[Point labels for objects]
»»

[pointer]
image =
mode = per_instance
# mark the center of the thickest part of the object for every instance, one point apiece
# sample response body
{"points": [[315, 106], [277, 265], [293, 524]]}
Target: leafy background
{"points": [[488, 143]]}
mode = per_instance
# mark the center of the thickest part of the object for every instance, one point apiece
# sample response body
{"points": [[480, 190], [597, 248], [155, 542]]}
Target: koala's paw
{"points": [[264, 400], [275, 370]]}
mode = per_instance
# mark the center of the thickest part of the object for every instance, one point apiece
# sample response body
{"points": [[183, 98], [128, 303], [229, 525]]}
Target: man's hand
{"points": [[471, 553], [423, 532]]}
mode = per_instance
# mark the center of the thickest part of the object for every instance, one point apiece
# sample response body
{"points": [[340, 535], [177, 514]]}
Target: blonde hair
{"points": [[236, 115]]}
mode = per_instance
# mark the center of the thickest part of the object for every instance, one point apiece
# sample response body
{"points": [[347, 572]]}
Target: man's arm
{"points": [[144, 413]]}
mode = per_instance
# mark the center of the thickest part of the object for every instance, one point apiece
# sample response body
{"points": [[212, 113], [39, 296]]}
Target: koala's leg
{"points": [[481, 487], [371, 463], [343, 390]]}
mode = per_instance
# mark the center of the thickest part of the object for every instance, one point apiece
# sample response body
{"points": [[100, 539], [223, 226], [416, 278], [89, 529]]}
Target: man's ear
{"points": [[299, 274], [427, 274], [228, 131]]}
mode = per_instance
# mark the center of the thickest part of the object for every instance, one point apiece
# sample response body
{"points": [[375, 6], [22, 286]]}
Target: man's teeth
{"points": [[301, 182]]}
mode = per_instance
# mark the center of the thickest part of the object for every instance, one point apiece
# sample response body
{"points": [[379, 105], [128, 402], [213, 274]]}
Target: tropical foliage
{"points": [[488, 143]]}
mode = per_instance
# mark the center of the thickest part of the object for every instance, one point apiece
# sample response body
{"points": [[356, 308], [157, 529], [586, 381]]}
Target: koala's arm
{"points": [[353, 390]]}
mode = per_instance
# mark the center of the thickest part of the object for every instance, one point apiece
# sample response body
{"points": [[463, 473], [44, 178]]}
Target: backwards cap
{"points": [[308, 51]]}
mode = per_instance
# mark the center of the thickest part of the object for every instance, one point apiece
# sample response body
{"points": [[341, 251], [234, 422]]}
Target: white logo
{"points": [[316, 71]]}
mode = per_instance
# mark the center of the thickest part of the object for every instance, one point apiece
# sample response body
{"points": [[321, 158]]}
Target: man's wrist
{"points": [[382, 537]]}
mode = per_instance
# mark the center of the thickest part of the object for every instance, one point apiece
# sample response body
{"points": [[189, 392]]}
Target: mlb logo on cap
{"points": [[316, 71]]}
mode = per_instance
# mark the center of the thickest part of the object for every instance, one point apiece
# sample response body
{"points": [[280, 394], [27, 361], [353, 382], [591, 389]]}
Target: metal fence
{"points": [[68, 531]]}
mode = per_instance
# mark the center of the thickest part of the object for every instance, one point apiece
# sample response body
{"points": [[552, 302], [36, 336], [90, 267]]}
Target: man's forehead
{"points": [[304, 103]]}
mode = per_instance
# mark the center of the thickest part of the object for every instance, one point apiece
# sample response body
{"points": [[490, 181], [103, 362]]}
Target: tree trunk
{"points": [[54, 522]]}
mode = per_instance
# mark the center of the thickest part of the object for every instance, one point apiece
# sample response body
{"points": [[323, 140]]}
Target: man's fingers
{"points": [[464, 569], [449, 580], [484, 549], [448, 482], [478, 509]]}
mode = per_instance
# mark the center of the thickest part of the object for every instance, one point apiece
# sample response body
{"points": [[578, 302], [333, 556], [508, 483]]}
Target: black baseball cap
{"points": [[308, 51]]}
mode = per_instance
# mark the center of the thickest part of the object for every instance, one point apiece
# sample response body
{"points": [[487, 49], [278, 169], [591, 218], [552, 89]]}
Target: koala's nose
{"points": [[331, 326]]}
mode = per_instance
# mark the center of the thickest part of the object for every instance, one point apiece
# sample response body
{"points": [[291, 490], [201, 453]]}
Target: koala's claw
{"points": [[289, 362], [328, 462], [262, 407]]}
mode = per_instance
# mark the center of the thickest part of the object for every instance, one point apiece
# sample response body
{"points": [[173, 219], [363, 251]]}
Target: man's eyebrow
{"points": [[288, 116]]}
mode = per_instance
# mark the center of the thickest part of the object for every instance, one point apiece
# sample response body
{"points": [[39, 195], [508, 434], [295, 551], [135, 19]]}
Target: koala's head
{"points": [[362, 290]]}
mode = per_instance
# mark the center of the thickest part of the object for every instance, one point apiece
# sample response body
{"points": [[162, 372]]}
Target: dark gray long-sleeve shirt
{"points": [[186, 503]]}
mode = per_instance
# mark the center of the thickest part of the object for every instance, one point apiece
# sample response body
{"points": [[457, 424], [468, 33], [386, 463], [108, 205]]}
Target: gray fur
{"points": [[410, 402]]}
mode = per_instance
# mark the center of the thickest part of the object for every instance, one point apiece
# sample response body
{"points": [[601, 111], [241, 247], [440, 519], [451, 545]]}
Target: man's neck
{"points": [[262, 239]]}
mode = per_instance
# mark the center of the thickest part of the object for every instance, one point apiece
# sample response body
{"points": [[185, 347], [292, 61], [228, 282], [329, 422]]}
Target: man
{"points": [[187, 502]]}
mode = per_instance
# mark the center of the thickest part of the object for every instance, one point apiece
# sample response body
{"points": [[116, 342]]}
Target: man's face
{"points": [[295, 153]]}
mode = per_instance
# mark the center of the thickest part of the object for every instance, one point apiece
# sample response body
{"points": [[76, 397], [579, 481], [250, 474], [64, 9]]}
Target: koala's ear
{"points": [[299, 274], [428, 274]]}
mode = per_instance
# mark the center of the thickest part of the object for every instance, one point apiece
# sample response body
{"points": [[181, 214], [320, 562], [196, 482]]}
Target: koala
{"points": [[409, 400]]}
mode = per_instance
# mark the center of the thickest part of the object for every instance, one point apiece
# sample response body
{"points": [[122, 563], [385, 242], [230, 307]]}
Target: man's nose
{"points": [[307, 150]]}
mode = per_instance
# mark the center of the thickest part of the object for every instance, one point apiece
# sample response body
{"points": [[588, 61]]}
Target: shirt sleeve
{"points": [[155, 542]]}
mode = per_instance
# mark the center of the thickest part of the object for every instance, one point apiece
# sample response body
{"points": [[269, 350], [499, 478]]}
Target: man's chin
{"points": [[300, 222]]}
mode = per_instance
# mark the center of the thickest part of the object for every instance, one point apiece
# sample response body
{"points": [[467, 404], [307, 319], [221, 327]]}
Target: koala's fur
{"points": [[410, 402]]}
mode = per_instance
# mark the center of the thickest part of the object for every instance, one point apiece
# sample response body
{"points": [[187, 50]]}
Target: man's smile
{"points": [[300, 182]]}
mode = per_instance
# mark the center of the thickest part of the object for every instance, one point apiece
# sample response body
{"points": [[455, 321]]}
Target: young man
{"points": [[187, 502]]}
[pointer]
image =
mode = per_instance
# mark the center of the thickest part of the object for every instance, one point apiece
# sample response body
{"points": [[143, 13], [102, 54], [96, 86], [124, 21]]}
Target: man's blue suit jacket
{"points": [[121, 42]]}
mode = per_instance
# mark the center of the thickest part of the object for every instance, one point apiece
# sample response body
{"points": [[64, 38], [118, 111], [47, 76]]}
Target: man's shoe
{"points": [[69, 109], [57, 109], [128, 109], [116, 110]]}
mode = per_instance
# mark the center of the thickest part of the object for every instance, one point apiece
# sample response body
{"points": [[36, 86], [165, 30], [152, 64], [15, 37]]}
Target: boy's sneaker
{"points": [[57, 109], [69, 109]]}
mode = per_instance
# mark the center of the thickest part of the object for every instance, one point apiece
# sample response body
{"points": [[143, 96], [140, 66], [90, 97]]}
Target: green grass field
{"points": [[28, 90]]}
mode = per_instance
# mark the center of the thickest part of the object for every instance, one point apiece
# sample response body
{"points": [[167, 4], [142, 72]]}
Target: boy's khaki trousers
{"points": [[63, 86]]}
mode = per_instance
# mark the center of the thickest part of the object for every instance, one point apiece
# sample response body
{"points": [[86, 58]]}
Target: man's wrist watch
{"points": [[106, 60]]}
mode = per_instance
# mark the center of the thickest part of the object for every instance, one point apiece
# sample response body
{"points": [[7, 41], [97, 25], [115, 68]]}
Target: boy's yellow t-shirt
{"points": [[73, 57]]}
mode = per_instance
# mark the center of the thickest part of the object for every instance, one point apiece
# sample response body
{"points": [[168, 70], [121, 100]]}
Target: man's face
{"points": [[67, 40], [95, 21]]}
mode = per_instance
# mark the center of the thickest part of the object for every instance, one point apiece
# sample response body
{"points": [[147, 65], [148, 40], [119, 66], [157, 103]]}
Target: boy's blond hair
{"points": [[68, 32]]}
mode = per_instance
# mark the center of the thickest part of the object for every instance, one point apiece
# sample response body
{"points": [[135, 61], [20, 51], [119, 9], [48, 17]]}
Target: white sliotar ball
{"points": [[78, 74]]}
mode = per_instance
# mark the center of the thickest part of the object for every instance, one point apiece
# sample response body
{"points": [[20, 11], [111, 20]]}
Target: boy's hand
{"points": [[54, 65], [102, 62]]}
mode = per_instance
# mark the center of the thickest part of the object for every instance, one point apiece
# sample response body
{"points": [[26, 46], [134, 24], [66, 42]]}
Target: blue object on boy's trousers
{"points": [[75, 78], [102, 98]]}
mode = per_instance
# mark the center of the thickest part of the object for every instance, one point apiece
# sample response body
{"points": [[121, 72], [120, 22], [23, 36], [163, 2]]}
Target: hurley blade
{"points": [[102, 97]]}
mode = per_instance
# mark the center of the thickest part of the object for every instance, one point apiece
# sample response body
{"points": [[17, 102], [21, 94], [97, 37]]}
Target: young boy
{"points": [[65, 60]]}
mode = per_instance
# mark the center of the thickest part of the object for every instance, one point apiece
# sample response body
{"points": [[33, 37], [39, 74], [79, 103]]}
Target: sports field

««

THE REQUEST
How many lines in the records above contain the word "nose"? Reply with the number alone.

ANSWER FOR THE TASK
2